> Task description
Please print the data that follows, keeping every line exact.

> Supplied data
★ ★ ★

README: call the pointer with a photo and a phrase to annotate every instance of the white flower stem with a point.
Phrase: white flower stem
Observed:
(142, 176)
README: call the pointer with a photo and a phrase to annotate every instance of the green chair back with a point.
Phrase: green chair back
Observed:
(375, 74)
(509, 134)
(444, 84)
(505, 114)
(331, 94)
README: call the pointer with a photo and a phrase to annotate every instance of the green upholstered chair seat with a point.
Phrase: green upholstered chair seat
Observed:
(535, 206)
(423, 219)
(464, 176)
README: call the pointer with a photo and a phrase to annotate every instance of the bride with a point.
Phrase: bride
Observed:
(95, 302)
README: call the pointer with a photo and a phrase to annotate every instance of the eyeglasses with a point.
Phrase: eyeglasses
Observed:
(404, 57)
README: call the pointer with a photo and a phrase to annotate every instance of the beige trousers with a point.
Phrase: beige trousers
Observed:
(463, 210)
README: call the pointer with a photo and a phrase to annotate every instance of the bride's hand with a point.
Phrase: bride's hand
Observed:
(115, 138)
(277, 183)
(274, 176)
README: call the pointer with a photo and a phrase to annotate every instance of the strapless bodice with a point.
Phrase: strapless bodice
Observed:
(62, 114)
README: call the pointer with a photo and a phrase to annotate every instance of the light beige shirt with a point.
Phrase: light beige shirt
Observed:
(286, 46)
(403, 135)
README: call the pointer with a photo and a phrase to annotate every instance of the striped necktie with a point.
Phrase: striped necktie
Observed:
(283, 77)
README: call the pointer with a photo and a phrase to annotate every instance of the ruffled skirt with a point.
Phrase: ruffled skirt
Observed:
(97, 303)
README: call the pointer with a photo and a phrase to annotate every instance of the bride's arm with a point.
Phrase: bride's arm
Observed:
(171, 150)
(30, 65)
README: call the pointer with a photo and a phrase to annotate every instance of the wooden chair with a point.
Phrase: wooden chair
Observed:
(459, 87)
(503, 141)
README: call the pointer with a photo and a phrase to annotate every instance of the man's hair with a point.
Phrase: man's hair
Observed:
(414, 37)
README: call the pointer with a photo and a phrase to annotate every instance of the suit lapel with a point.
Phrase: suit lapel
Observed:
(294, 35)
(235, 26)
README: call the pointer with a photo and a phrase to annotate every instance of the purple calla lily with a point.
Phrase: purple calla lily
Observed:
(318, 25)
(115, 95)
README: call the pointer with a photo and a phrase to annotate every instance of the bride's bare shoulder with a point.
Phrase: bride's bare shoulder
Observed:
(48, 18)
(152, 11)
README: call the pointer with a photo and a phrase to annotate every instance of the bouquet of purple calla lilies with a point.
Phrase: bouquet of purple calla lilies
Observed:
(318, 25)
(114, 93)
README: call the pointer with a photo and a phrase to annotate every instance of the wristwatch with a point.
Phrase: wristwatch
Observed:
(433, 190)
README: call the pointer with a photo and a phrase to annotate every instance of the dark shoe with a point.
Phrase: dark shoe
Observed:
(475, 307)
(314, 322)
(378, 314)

★ ★ ★

> Finished exercise
README: call the pointer with a photo and a phrase to annotate every instance of the white flower stem with a point.
Phrase: white flower stem
Observed:
(142, 176)
README: call the pointer with a photo and a phrase to annotate every instance of the green chair back with a point.
Phrase: green chair back
Observed:
(375, 74)
(509, 134)
(444, 84)
(505, 114)
(331, 94)
README: call the pointer with a photo and a phrase to annotate every instance of the green upholstered chair seat with a point.
Phrase: green upholstered chair seat
Observed:
(535, 206)
(423, 219)
(464, 176)
README: call the pointer with a photo and a phrase to annotate every instance of the bride with a point.
Phrase: bride
Observed:
(95, 302)
README: call the pointer with a photo and a phrase to annotate every instance of the eyeglasses with a point.
Phrase: eyeglasses
Observed:
(404, 57)
README: call the pointer with a photo and a phrase to annotate every instance of the beige trousers with a point.
Phrase: beige trousers
Observed:
(463, 210)
README: call the pointer with a photo and a phrase to annotate every instance of the bride's hand with a point.
Phrase: bride's hand
Observed:
(115, 138)
(277, 183)
(274, 176)
README: call the pointer with a photo and a phrase to annotate every instance of the strapless bodice with a point.
Phrase: strapless bodice
Observed:
(62, 114)
README: call the pointer with a photo and a phrase to annotate every instance of the light beige shirt with a point.
Phrase: light beige shirt
Observed:
(286, 46)
(403, 135)
README: call the pointer with a photo and a phrase to annotate every instance of the striped necktie with a point.
Phrase: striped necktie
Observed:
(283, 77)
README: call the pointer with a photo and a phrase to annotate every instance of the ruffled skirt with a point.
Phrase: ruffled skirt
Observed:
(97, 303)
README: call the pointer with a photo and a phrase to annotate every instance of the bride's arm with a point.
Phrase: bride's arm
Observed:
(171, 150)
(30, 65)
README: call the pointer with a photo and a phrase to annotate every instance of the wooden chair with a point.
Phrase: wooden chair
Observed:
(459, 87)
(503, 141)
README: call the pointer with a photo and a phrase to annotate every instance of the man's hair with a point.
Phrase: man's hair
Observed:
(414, 37)
README: call the pointer with a photo and a phrase to annotate every instance of the suit lapel with a point.
Phrase: suit lapel
Observed:
(294, 35)
(235, 26)
README: call the pointer with a photo and a phrase to annotate every instance of the purple calla lily with a point.
Phrase: purple calla lily
Observed:
(318, 25)
(115, 95)
README: call the pointer with a photo and a phrase to annotate every instance of the bride's bare shoulder with a point.
Phrase: bride's bare shoulder
Observed:
(48, 18)
(152, 11)
README: call the pointer with a photo and a phrase to annotate every instance of the bouquet of purple calla lilies with a point.
Phrase: bouquet of purple calla lilies
Observed:
(318, 25)
(114, 93)
README: call the pointer with a photo and a phrase to annotate every instance of the wristwatch with a point.
Phrase: wristwatch
Observed:
(433, 190)
README: call the pointer with a photo and a phrase to annotate every instance of the dark shoe with a point.
Phrase: dark shoe
Observed:
(475, 307)
(314, 322)
(378, 314)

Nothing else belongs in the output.